## Saved entries
══════════

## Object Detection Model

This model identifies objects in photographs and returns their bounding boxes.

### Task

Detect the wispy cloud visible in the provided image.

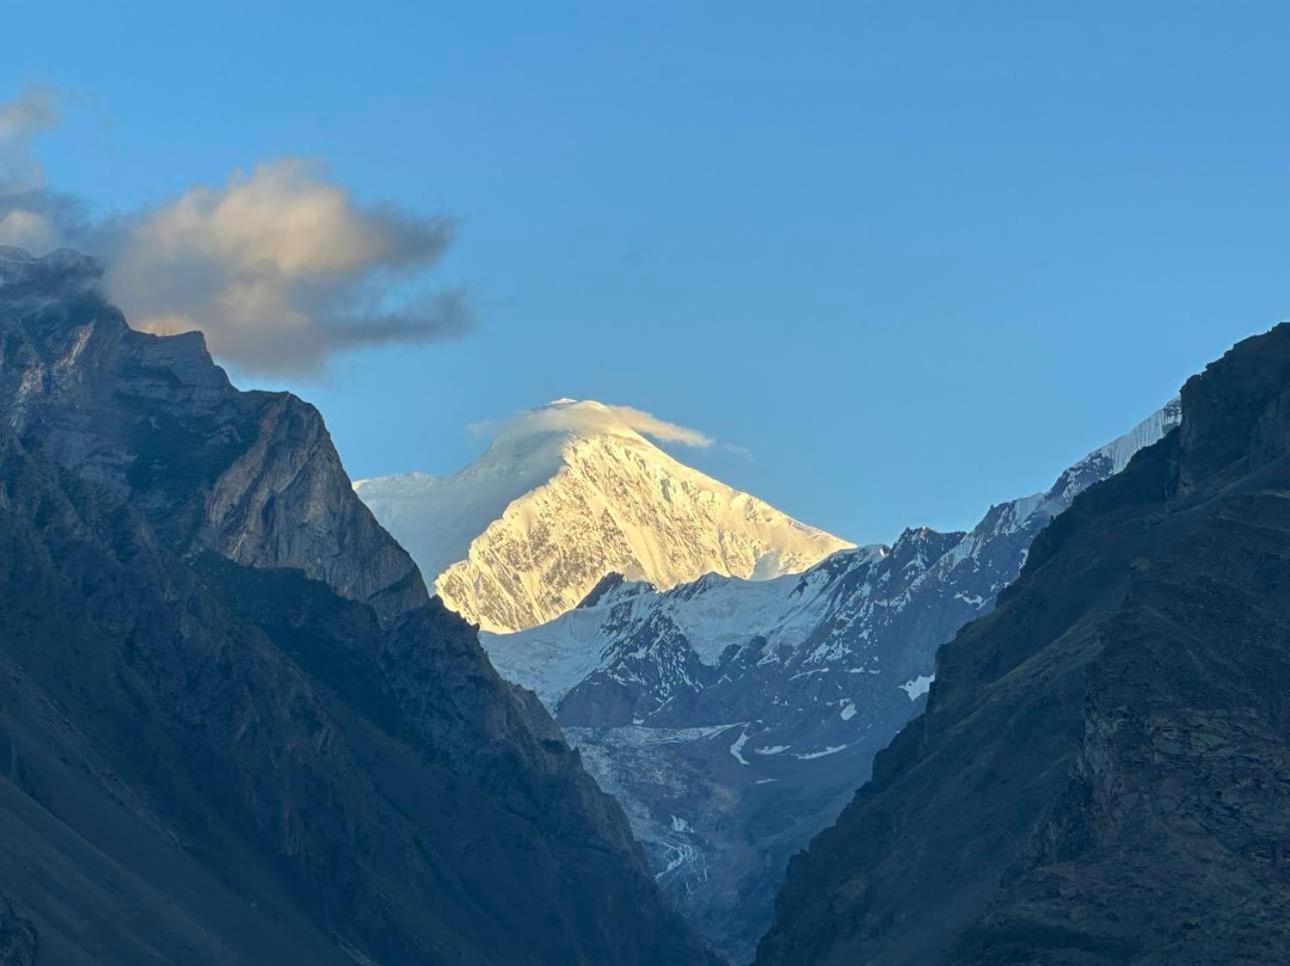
[592,403,714,447]
[0,86,57,184]
[0,87,90,252]
[484,399,718,449]
[0,90,470,375]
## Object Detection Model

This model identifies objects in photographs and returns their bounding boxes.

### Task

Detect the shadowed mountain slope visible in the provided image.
[0,247,717,966]
[757,325,1290,965]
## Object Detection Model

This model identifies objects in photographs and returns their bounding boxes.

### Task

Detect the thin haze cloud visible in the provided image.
[0,86,57,184]
[0,87,90,253]
[481,399,717,449]
[0,89,470,375]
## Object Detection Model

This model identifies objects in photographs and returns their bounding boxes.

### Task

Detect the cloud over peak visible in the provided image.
[490,399,715,448]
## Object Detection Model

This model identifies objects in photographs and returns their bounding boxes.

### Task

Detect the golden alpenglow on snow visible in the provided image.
[354,399,853,633]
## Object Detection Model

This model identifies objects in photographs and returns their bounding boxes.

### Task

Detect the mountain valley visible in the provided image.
[478,400,1181,962]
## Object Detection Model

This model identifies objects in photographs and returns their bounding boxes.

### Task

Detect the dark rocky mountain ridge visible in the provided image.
[756,325,1290,965]
[0,247,717,966]
[0,245,424,624]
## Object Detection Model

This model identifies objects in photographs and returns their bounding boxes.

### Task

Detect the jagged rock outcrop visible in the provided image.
[756,326,1290,965]
[0,245,424,623]
[0,248,717,966]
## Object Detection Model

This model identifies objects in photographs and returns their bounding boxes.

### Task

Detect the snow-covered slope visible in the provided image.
[480,398,1183,963]
[355,399,853,633]
[483,549,886,710]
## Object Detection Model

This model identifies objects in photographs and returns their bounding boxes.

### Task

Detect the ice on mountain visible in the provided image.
[793,744,848,760]
[900,674,935,700]
[729,727,752,766]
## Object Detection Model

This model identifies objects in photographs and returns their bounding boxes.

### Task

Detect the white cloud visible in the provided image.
[0,91,470,375]
[0,206,64,251]
[488,399,715,448]
[598,403,714,447]
[102,159,469,373]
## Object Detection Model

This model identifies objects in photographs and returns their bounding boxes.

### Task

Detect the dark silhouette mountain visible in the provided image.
[756,325,1290,965]
[0,248,718,966]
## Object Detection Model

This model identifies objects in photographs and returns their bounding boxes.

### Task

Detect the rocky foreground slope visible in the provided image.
[356,399,852,632]
[0,248,715,966]
[483,401,1179,963]
[757,327,1290,965]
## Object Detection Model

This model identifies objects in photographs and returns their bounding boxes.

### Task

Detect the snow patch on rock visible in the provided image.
[900,674,935,700]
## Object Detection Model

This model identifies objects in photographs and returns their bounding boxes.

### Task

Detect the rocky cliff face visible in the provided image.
[0,245,425,623]
[0,248,717,966]
[757,326,1290,966]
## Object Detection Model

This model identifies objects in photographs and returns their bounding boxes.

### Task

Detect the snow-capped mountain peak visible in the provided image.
[355,399,854,633]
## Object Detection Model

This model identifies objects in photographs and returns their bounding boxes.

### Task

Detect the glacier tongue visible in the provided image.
[356,399,853,632]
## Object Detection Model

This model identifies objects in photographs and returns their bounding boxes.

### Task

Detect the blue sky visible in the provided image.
[4,1,1287,542]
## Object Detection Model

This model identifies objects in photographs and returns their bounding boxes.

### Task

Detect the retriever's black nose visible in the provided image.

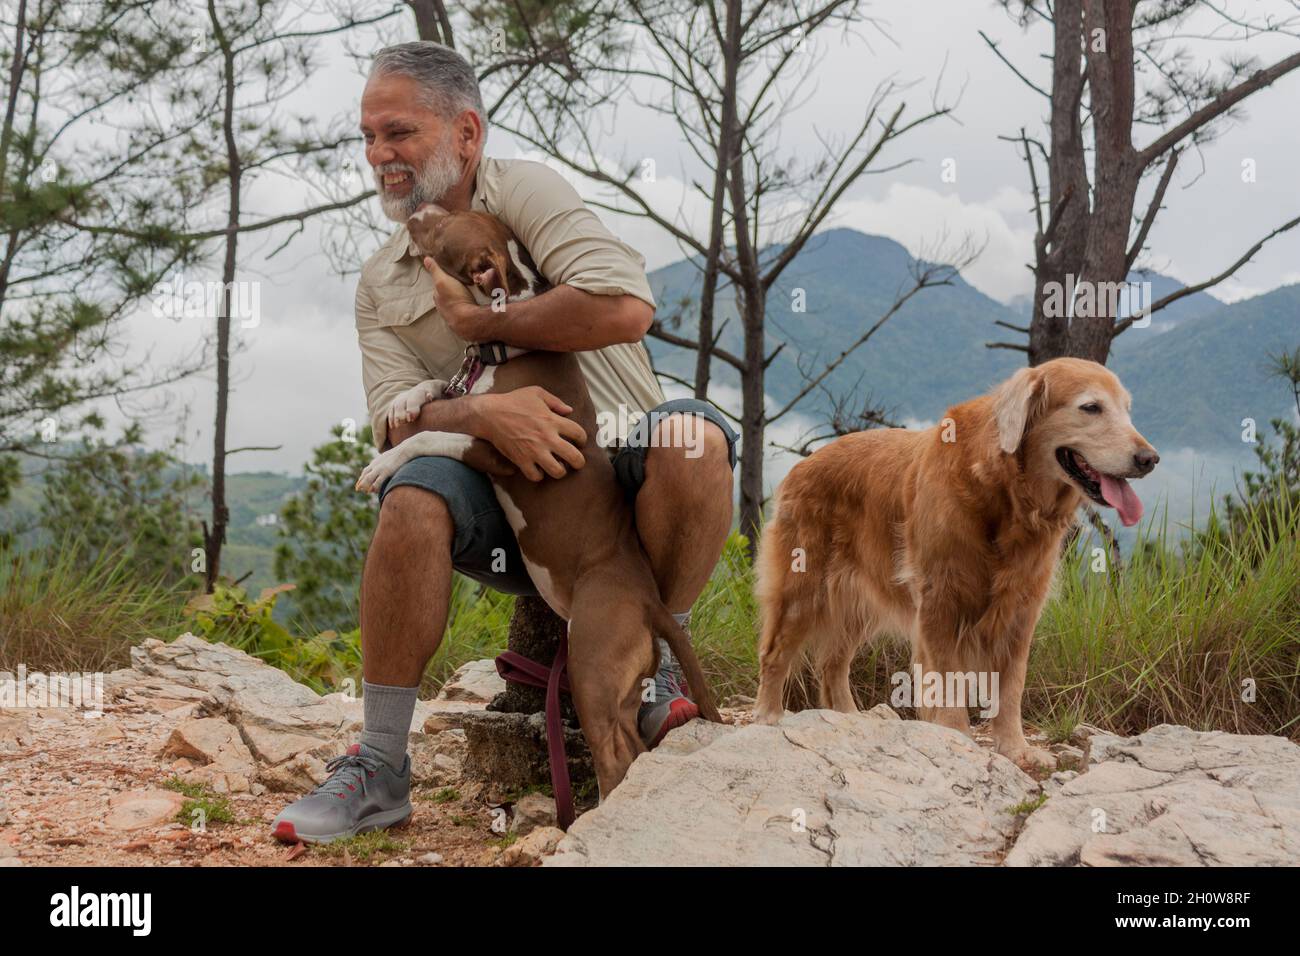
[1133,448,1159,475]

══════════

## Activity
Each line above must be set down exactly, though no picture should be carried over.

## Completed exercise
## Object Detection Model

This model identifies objects in photographs and returns their bounding boxes.

### Task

Detect the wispy cloud visible in the provided image.

[592,403,714,447]
[0,86,57,184]
[0,87,90,252]
[484,399,718,449]
[0,90,470,375]
## Object Detection Model

This model identifies objects in photographs and returns their bounding boxes.

### Task

Detect the shadowed mountain slope visible in the provided image.
[0,247,717,966]
[757,325,1290,965]
## Object Detection Model

This model identifies objects in photographs and returns their bounding boxes.

### Task

Detect the thin haze cloud visible in the provided image.
[0,86,57,184]
[0,87,90,253]
[481,399,717,449]
[0,89,470,375]
## Object Detection Model

This model identifies objects in photographs and returns their bounding boxes.

### Task

Detect the cloud over peak visible in the provided image.
[490,399,715,448]
## Object Detection Model

This model identifies objects in photographs and returns their bounding boxes.

### Task

Detect the golden alpenglow on snow visible in the provided image.
[354,399,853,633]
## Object Detection Model

This model identifies objects in photographs and returns their bounding boxes.

### Task

Detect the mountain valley visible in the provided image.
[478,400,1181,962]
## Object Detection Model

This model identifies objects in photographs and returns their bounding boxes.

### Task

Detect the dark rocky mountain ridge visible in the provided image.
[756,325,1290,965]
[0,247,717,966]
[0,245,424,624]
## Object Detection Model

This model identifies objects in photographs and returns their bounding boxes.

### Task

Detect the jagged rock outcrop visible in the provided image.
[756,326,1290,965]
[0,245,424,623]
[0,248,717,966]
## Object Detection Model

This model identifies objects in photographs and returns their bounding boxes.

### Task

Detect the snow-covered slope visible in the provided image.
[480,398,1183,963]
[355,399,853,633]
[483,549,886,710]
## Object Detection Model

This model identifies objects in photographs and returns their bounding boxes.

### Task

Detect the ice on mountain visible in the provided image.
[793,744,848,760]
[900,674,935,700]
[729,727,752,766]
## Object Detection Model

This model identifies objects in photographs and returns their bounding boxes.

### Task

Detect the white cloud visible in the provided image.
[0,91,470,375]
[0,206,64,251]
[488,399,715,448]
[598,403,714,447]
[102,159,469,373]
## Object Detection Model

This model identifies objects in photographs and returns their bounding boxes.

### Task

Detect the dark silhouette mountain visible in the provided image.
[756,325,1290,965]
[0,248,718,966]
## Object Detection Model

This model identifies objects in photographs and returns their bounding boxes.

### Task

Detect the rocky foreground slope visible in the provided image.
[356,399,852,632]
[0,248,715,966]
[483,401,1179,963]
[757,327,1290,965]
## Object Detection Model

This model identifies objects in photographs and returns their bounding boxes.

### Task

Detect the snow patch on rock visible in the provided image.
[900,674,935,700]
## Object Detection Model

This model identifies objects in photographs and returns their bounding boxes.

### Task

Detect the rocky cliff face visible in the provided image.
[0,245,425,623]
[0,248,717,966]
[757,326,1290,966]
## Object Detection Model

This model identifies objects in photographs and returns their bounding boxes.

### Task

Detect the snow-capped mountain peak visible in the provided image.
[355,399,854,633]
## Object Detection Model

This model identifies objects in photographs and returns their bounding boxes.

### Task

Detect the glacier tongue visible in the provided image.
[356,399,853,632]
## Object Detection Model

This model identifies objects in photographs and returns their bounding boxes.

### Task

Detect the blue sky visible in the provided image.
[4,1,1287,542]
## Object Detection Model

This model identifies objects in photographs and returns their bounding boxes.

### Task

Detect the retriever's black nose visible in the provided image.

[1133,448,1159,475]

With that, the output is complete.